Um texto emblemático retirado de São Basílio: “Quem tira a roupa de um homem, é ladrão. Quem não veste o indigente, quando o pode fazer, não merece outro nome que não seja ladrão? O pão que vós guardais pertence ao faminto; aos nus, o casaco que escondes nos cofres; aos descalços, os sapatos que estão empoeirados em vossa casa; e aos necessitados, a prata que vós escondeis. Em resumo, vós ofendeis todos aqueles que podem por vós ser ajudados”.
Outro texto essencial, desta vez de Santo Ambrósio, que comenta assim Nabote e o rei Acabe: “Não estais a dar os vossos bens ao pobre. Estais a entregar o que lhe pertence. Pois o que foi dado em comum para uso de todos, vós arrogastes. O mundo é dado a todos e não apenas aos ricos”.
Há uma voz forte no nosso mundo que nos chama a atenção para cuidarmos, especialmente, das espécies vivas que estão ameaçadas de extinção. Como nos lembra Leonardo Boff, as espécies mais ameaçadas são as mais pobres. No caso dos humanos, também temos que cuidar dos mais pobres. Neste contexto, poderíamos questionar-nos sobre o nosso estilo de vida: Como é o nosso estilo de vida, incluindo o dos gurus dos movimentos ecológicos? É simples ou, pelo contrário, um pouco confortável? É maravilhoso citar o pensamento ecológico do Papa Francisco, mas tal seria incompleto se não estivéssemos conscientes de que o seu ensinamento liga, de forma estreita e contínua, “o grito da terra” com “o grito dos pobres” (Laudato si’, n.os 10, 49, 91 e 94), que compõem a ecologia integral. Lembro-me das palavras dos bispos canadianos, proferidas há já algum tempo: “Vivamos simplesmente para que outros possam simplesmente viver”.

** Dados fornecidos **
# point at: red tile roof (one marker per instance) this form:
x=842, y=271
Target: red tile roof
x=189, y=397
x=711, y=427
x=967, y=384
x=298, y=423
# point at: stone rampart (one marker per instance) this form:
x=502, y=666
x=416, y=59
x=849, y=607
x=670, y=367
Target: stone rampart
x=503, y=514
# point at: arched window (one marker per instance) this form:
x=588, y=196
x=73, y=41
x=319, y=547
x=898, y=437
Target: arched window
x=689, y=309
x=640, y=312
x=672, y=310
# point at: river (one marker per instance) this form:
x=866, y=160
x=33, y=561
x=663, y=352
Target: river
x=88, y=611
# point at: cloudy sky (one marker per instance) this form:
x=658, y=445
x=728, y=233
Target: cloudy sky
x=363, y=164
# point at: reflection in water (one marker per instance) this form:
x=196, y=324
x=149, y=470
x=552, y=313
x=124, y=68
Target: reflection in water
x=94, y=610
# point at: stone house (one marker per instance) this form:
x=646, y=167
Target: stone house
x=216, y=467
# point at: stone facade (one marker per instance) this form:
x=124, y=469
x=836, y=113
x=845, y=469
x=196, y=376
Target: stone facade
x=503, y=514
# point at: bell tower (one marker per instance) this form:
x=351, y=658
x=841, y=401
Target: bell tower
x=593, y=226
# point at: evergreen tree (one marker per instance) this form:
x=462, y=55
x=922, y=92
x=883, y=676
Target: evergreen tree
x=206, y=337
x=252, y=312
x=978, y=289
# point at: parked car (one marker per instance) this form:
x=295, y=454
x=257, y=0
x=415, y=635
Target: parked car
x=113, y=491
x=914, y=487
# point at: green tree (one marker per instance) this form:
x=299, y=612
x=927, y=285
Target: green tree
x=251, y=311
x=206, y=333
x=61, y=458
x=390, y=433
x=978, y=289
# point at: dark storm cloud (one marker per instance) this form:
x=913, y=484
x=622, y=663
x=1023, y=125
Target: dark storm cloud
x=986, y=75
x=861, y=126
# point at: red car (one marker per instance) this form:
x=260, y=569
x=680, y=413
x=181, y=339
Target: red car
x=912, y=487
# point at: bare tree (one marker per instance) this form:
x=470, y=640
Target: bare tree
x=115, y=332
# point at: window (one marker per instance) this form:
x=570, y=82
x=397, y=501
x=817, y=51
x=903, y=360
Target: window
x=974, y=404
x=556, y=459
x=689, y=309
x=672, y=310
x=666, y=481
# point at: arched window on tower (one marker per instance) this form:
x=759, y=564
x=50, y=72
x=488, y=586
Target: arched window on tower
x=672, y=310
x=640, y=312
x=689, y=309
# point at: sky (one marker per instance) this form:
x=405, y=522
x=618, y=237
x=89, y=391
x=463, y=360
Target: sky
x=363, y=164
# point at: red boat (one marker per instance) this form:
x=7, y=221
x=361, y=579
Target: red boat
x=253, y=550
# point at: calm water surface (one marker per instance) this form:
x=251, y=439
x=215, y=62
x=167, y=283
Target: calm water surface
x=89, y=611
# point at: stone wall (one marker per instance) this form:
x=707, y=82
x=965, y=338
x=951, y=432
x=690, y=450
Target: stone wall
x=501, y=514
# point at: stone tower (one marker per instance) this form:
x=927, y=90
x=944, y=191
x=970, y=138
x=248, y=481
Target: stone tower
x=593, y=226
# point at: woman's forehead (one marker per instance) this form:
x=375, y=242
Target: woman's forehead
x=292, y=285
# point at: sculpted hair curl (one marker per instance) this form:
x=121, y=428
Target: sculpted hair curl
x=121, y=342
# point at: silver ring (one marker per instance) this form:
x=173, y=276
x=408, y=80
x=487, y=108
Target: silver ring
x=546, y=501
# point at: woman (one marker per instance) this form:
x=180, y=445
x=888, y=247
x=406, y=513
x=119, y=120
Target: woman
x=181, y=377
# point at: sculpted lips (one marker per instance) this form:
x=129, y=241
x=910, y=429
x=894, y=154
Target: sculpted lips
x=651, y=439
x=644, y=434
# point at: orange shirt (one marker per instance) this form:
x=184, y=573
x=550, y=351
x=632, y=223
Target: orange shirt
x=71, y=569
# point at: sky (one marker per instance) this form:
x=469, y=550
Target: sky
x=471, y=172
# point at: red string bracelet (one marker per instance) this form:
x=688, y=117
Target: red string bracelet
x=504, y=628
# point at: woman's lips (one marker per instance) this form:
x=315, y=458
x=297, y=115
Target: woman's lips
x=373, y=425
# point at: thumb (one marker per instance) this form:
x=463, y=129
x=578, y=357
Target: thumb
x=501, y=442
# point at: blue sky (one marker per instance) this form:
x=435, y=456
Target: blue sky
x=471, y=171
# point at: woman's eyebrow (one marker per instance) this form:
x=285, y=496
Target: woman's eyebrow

** Objetivo da tarefa 1 **
Traduza para o inglês esta frase do texto sobre a partilha dos bens e os pobres: "Como nos lembra Leonardo Boff, as espécies mais ameaçadas são as mais pobres".
** Objetivo da tarefa 2 **
Prossiga o texto sobre a partilha dos bens e o cuidado com os pobres a partir do ponto em que ele termina.

** Resultado obtido 1 **
As Leonardo Boff reminds us, the most threatened species are the poorest.

** Resultado obtido 2 **
6– REZE PELA PAZ:
A paz interior e a paz exterior são dádivas de Deus que exigem a nossa cooperação com os Seus dons divinos. Rezamos a Deus pela paz através de Jesus, que é a nossa paz (cf. Ef., 2, 14) no Espírito Santo.
Oração, meditação e contemplação, com arrependimento e perdão, são caminhos eficazes para aprofundar e fortalecer a paz interior, que é o requisito básico para trabalhar a paz exterior. Por meio da oração genuína aperfeiçoa-se a comunhão com Deus e o próximo e, igualmente, a paz como fruto do amor a Deus e ao próximo. São João Crisóstomo: “A oração dá alegria ao espírito e paz ao coração”. Com efeito, o encontro com Deus liberta-nos do pecado, une-nos a Deus e impele-nos a servir o próximo (cf. Papa Bento XVI, Mensagem pelo Dia Mundial da Paz de 1 de Janeiro de 1992).
São João Paulo II: “A oração não só nos predispõe ao encontro com o Altíssimo, mas também ao encontro com o próximo, ajudando-nos a relacionar com todos, sem discriminação, com respeito, compreensão, estima e amor… A oração, como expressão autêntica de um relacionamento correcto com Deus e com os outros, já é uma contribuição positiva para a paz”. O Papa polaco pedia constantemente aos cristãos e a todas as pessoas religiosas que rezassem pela paz. De facto, memorável foi o seu encontro com representantes de todas as religiões em Assis, no dia 24 de Janeiro de 2002, em que todos rezaram por uma paz enraizada no amor e no perdão. Os cristãos rezam pela paz na Celebração Eucarística e oferecem uns aos outros – e a todos – um sinal de paz.
A nossa oração será uma oferta agradável a Deus, se for precedida de um esforço sincero de reconciliação com os irmãos, isto é, de perdoá-los e pedir-lhes perdão. Somos convidados a orar e jejuar. Para Gandhi, para os nossos santos, o jejum é uma penitência, um instrumento de purificação e uma espécie de oração – uma oração melhor.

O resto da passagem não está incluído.